→ **Required task 1**:
Decide whether each statement below agrees with the court decision. Answer yes or no for each, and quote the deciding words of the decision.
(a) The Court heard oral argument on the motion on March 26, 2013.
(b) Stewart Title hired the law firm of Faegre Benson to represent Credit Suisse.
(c) The Court held that the work product doctrine protects the documents at issue.

→ **Extract to read**:
┄┄┄┄┄┄
Stewart Title Guaranty Company v. Credit Suisse
Filing
81
MEMORANDUM DECISION AND ORDER granting in part and reserving in part 61 Motion to Compel. Within thirty (30) days from the date of this decision, Stewart Title shall review the documents it is withholding and produce to Credit Suisse those documents that are discoverable under the standards set forth above. Signed by Judge B. Lynn Winmill. (caused to be mailed to non Registered Participants at the addresses listed on the Notice of Electronic Filing (NEF) by (krb)
UNITED STATES DISTRICT COURT
FOR THE DISTRICT OF IDAHO
STEWART TITLE GUARANTY
COMPANY, a Texas corporation,
Case No. 1:11-CV-227-BLW
Plaintiff,
MEMORANDUM DECISION AND
ORDER
vs.
CREDIT SUISSE, Cayman Islands
Branch,
Defendant.
CREDIT SUISSE, Cayman Islands
Branch,
Counterclaimant,
vs.
STEWART TITLE GUARANTY
COMPANY, a Texas corporation,
Counterdefendant.
INTRODUCTION
The Court has before it a motion to compel filed by defendant Credit Suisse. The
Court heard oral argument on March 26, 2013, and took the motion under advisement.
For the reasons explained below, the Court will grant the motion in part by holding that
the work product doctrine does not protect the documents at issue here. The Court will
Memorandum Decision & Order – page 1
reserve ruling on the attorney/client privilege issues pending an in camera review to be
conducted under the standards set forth below.
LITIGATION BACKGROUND
Credit Suisse was insured by Stewart Title. When Credit Suisse was sued, Stewart
Title accepted the tender of defense, hiring attorneys at the law firm of Fabian Clendenin
to represent Credit Suisse. Stewart Title also hired attorneys at the law firm of Faegre
Benson to investigate the subject of the lawsuit, and to provide advice on whether Credit
Suisse was covered by Stewart Title’s policy.
┄┄┄┄┄┄
[Location annotation dataset excerpts]

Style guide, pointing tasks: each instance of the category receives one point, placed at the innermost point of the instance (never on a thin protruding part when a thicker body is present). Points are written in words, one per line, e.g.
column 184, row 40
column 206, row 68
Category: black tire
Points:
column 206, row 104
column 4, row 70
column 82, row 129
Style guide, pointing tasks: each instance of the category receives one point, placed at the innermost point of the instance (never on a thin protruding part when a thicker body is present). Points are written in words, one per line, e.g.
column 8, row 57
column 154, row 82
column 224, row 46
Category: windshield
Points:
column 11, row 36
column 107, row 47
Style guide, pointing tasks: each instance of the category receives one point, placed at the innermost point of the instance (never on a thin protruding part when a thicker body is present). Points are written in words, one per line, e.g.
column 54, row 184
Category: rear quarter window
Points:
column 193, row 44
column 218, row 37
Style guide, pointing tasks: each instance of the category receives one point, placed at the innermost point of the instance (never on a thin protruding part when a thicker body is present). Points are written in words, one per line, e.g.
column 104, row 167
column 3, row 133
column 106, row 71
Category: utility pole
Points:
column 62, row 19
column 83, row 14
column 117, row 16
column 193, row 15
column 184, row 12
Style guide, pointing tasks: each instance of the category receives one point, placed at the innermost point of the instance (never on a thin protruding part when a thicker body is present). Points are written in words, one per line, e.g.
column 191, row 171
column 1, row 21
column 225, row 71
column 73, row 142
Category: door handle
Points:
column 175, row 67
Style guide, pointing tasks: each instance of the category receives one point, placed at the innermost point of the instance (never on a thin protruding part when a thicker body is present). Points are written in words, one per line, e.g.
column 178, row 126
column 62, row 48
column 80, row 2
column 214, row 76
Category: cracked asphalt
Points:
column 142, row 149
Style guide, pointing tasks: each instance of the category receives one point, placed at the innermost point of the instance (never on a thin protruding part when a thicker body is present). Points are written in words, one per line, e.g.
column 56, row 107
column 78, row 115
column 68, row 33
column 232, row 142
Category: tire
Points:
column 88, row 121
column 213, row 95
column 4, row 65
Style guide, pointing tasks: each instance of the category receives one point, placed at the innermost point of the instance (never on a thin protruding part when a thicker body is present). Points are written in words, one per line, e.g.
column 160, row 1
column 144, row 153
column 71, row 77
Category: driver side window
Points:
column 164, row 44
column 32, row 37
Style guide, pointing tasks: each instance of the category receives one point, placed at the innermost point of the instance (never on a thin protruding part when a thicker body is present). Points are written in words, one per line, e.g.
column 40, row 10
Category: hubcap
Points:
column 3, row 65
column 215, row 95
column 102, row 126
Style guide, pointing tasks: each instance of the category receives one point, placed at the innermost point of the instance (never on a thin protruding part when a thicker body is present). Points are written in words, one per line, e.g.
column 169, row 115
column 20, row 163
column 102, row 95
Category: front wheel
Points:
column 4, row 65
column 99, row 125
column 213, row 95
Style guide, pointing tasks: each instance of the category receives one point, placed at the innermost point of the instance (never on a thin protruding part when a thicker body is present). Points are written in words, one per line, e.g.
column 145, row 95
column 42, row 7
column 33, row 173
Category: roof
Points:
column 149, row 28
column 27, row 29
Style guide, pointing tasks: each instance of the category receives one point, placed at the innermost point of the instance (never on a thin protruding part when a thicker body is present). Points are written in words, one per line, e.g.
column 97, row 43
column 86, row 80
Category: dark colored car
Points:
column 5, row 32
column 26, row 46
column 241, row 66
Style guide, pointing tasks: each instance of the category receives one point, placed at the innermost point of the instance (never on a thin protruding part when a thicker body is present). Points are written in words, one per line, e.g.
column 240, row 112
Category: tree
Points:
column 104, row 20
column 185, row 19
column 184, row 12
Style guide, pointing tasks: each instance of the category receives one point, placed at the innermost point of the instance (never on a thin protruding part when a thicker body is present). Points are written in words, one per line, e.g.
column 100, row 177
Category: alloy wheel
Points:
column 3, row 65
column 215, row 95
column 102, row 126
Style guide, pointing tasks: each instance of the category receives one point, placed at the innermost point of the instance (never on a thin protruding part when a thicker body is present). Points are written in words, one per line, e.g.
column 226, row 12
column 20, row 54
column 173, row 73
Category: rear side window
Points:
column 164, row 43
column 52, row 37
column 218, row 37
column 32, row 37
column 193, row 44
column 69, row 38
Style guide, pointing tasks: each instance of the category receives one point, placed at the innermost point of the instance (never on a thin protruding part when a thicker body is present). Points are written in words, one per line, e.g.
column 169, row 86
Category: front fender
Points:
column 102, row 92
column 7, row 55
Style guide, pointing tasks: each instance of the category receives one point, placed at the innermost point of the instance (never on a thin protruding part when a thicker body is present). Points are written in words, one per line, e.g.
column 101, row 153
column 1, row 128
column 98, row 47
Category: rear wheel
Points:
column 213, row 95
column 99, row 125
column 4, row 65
┄┄┄┄┄┄
→ **Required task 2**: Collect every line of the listing above that contains the string "wheel". Case counts.

→ **Worked solution 1**:
(a) Yes: "The Court heard oral argument on March 26, 2013, and took the motion under advisement."
(b) No: "hiring attorneys at the law firm of Fabian Clendenin to represent Credit Suisse"
(c) No: "the work product doctrine does not protect the documents at issue here"

→ **Worked solution 2**:
Category: front wheel
Category: alloy wheel
Category: rear wheel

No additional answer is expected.